_Trecho_.

Folha de S. Paulo
Comissão teve elementos de circo político,
mas tornou públicos crimes sérios em duas frentes principais
Como toda CPI, a CPI da Covid —que discute
agora seu relatório final— teve um grande elemento de circo político, servindo
de palanque para opositores do governo fazerem seus discursos, marcarem
posição, aparecerem para a opinião pública, ostentarem sua indignação ou
compaixão para com as vítimas.
Esse espetáculo midiático não trouxe
informações relevantes para a investigação. É preciso dizer que ter Renan
Calheiros como relator apenas realçou esse aspecto e prejudicou a credibilidade
dos trabalhos.
Há também, felizmente, o outro lado da CPI:
a investigação de possíveis crimes levada adiante por senadores que fizeram a
lição de casa (como Alessandro Vieira e Simone Tebet). Graças a eles, a CPI
tornou públicos crimes sérios em duas frentes principais.
A primeira foi a corrupção. Foi graças à CPI que um contrato espúrio, eivado de propina, negociado por membros do Ministério da Saúde com os personagens mais suspeitos e desqualificados, foi identificado e cancelado, economizando cerca de R$ 1,6 bilhão aos cofres públicos.

_Partes do exercício_.
1) Segundo o trecho sobre a CPI da Covid, quanto o cancelamento do contrato economizou aos cofres públicos?
2) Prolongue o trecho sobre a CPI da Covid a partir da última frase apresentada.
As linhas de dados não são necessárias para resolver nada aqui.

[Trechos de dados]
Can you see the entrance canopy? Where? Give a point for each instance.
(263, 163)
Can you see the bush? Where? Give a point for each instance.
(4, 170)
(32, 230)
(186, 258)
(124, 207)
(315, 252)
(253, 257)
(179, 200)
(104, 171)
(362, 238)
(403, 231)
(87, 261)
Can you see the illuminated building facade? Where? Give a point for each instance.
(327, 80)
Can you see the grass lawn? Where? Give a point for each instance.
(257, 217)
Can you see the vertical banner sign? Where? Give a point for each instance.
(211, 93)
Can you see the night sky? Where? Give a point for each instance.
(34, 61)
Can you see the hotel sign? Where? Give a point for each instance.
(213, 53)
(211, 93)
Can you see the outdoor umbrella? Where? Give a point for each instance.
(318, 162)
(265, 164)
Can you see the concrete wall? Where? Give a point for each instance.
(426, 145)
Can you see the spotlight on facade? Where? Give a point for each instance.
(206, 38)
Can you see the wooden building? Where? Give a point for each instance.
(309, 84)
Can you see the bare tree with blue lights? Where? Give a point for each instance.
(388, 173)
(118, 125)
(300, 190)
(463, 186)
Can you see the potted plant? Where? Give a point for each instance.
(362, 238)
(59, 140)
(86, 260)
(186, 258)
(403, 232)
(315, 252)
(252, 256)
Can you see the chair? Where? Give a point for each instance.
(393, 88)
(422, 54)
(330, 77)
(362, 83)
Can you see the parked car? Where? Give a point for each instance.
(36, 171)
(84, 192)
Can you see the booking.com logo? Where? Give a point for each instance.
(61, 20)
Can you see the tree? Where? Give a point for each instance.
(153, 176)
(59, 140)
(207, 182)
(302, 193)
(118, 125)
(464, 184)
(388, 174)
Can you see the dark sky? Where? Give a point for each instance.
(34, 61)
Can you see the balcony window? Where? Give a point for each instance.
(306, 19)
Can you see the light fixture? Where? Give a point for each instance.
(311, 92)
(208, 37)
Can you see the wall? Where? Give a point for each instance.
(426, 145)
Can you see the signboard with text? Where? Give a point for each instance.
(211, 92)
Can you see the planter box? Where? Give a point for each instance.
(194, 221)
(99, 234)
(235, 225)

---

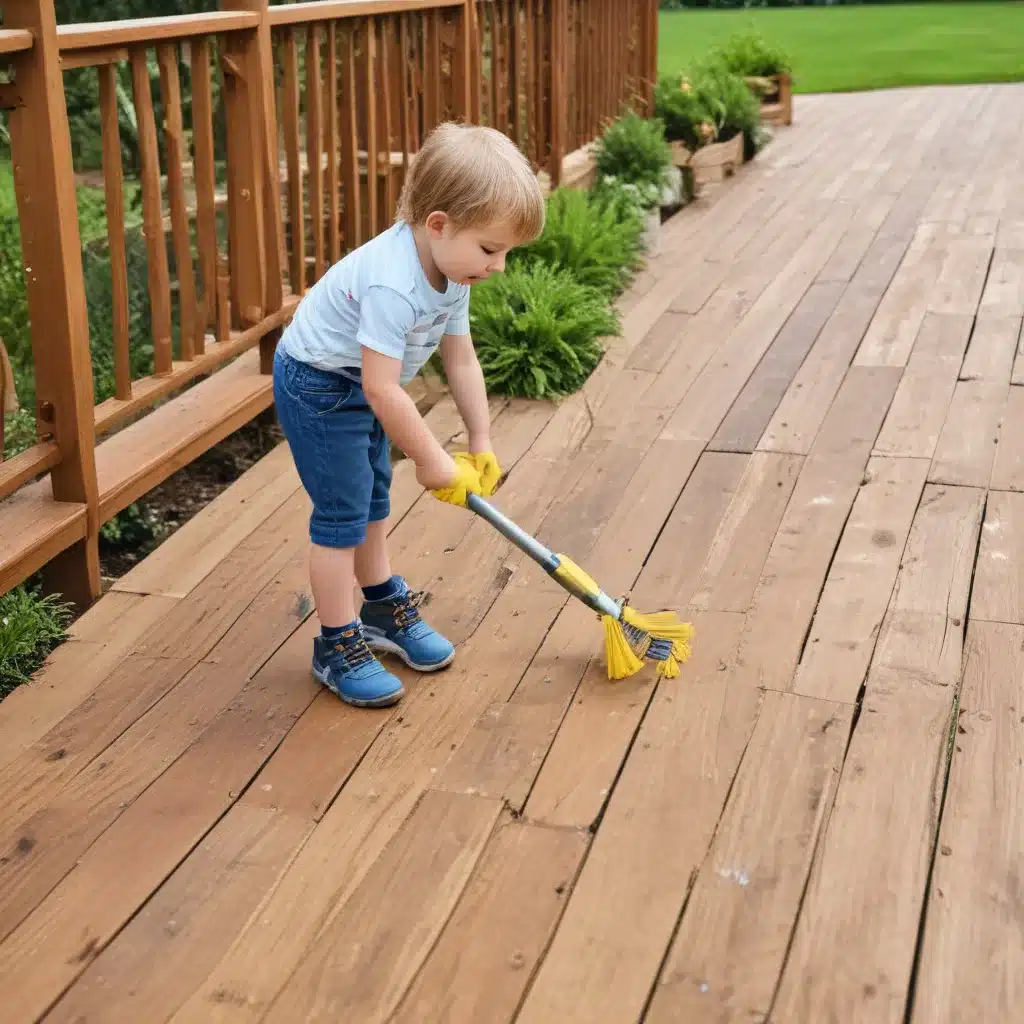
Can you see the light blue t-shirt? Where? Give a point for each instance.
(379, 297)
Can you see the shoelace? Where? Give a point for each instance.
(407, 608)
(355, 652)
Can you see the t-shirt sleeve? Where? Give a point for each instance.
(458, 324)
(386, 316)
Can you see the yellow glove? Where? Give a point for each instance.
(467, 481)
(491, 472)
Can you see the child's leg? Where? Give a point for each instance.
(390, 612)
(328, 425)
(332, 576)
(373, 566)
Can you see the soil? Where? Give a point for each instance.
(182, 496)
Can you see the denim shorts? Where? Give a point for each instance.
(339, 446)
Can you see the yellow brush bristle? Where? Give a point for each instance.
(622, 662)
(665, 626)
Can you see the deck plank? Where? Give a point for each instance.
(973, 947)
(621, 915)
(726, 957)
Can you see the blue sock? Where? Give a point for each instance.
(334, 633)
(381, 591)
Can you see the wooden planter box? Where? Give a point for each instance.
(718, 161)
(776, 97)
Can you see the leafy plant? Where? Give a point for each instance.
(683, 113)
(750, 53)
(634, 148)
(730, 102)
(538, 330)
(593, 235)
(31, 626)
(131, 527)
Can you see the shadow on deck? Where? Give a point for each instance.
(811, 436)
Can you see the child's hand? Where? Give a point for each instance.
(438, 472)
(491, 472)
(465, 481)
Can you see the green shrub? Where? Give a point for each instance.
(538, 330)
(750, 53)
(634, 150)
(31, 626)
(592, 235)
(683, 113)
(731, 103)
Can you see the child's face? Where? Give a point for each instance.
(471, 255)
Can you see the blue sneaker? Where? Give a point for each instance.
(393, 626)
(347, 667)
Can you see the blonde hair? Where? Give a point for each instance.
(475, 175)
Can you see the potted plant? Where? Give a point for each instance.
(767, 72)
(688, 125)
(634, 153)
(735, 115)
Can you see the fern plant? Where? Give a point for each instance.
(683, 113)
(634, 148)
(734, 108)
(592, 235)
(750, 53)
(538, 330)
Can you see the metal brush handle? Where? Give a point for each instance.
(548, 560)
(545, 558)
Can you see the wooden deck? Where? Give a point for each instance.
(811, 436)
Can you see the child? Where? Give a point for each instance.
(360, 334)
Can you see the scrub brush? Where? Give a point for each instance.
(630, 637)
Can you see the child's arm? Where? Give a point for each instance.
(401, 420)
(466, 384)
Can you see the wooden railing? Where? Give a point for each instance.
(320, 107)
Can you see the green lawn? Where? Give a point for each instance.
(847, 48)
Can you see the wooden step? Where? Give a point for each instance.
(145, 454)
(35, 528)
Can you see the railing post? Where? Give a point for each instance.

_Respostas em ordem_.
1) Cerca de R$ 1,6 bilhão.

2)
A segunda frente de investigação foi a do
negacionismo. O governo brasileiro, seguindo a assessoria de um gabinete
paralelo sem transparência e sem amparo técnico, perseguiu uma política de
imunidade de rebanho por contágio, negligenciando a
compra de vacinas em 2020 ao mesmo tempo em que promovia uma cura
fraudulenta para pacientes sintomáticos. Jamais saberemos quantas mortes
adicionais essa conduta ocasionou, mas devem estar nas dezenas de milhares.
O que o presidente tem a ver com isso tudo?
Nos crimes de corrupção não há, até agora, nenhum documento ou depoimento que
prove ligação com ele. Já as condutas negacionistas são inequivocamente obra
de Bolsonaro. E como, ao contrário da corrupção, são bastante
inusitadas e até difíceis de imaginar (um presidente fazendo propaganda de
remédio falso e apoiando pesquisas fraudulentas), ainda não está claro qual a
melhor maneira de enquadrá-las. Charlatanismo? Crime de epidemia? Quanto menos
tipificações forem escolhidas no relatório final, melhor: o tiro certeiro bem
dado é mais forte do que uma dispersão de balas sem alvo.
Nos meios de oposição à esquerda, chamar
Bolsonaro de genocida virou uma espécie de símbolo mobilizador. Mas ele não é
uma boa descrição literal: pois é claro que, por mais perverso que seja,
Bolsonaro não queria matar o povo brasileiro. O combo “imunidade de rebanho +
cloroquina” foi mortal; mas se trata de uma política muito diferente da que
ceifou milhões de vidas de judeus na Alemanha nazista ou de armênios no Império
Otomano.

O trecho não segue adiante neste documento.